:: Description of the task ::
Rewrite every line of the records below as a numbered list, omitting any blank lines.

:: Data for review ::
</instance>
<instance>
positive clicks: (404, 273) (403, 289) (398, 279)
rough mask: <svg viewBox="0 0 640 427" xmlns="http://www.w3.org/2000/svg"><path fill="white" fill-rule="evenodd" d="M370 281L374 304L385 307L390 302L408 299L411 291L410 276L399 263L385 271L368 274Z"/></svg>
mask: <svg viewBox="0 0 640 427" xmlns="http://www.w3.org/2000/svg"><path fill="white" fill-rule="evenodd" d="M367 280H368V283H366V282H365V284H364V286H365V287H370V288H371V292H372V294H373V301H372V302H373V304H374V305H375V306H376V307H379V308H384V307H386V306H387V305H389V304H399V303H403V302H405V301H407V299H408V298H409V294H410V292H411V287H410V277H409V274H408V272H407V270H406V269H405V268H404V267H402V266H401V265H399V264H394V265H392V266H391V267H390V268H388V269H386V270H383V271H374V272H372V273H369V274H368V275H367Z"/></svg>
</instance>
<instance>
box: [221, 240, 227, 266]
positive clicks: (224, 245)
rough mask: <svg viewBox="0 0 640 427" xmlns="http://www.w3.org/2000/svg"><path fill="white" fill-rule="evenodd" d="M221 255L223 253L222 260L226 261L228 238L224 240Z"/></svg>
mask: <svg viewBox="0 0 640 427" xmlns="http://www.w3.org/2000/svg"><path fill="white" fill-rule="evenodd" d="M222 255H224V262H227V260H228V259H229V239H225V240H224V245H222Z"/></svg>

:: Result of this task ::
1. </instance>
2. <instance>
3. positive clicks: (404, 273) (403, 289) (398, 279)
4. rough mask: <svg viewBox="0 0 640 427" xmlns="http://www.w3.org/2000/svg"><path fill="white" fill-rule="evenodd" d="M370 281L374 304L385 307L390 302L408 299L411 291L410 276L399 263L385 271L368 274Z"/></svg>
5. mask: <svg viewBox="0 0 640 427" xmlns="http://www.w3.org/2000/svg"><path fill="white" fill-rule="evenodd" d="M367 280H368V283H366V282H365V284H364V286H365V287H370V288H371V292H372V294H373V301H372V302H373V304H374V305H375V306H376V307H379V308H384V307H386V306H387V305H389V304H399V303H403V302H405V301H407V299H408V298H409V294H410V292H411V287H410V277H409V274H408V272H407V270H406V269H405V268H404V267H402V266H401V265H399V264H394V265H392V266H391V267H390V268H388V269H386V270H383V271H374V272H372V273H369V274H368V275H367Z"/></svg>
6. </instance>
7. <instance>
8. box: [221, 240, 227, 266]
9. positive clicks: (224, 245)
10. rough mask: <svg viewBox="0 0 640 427" xmlns="http://www.w3.org/2000/svg"><path fill="white" fill-rule="evenodd" d="M221 255L223 253L222 260L226 261L228 238L224 240Z"/></svg>
11. mask: <svg viewBox="0 0 640 427" xmlns="http://www.w3.org/2000/svg"><path fill="white" fill-rule="evenodd" d="M222 255H224V262H227V260H228V259H229V239H225V240H224V245H222Z"/></svg>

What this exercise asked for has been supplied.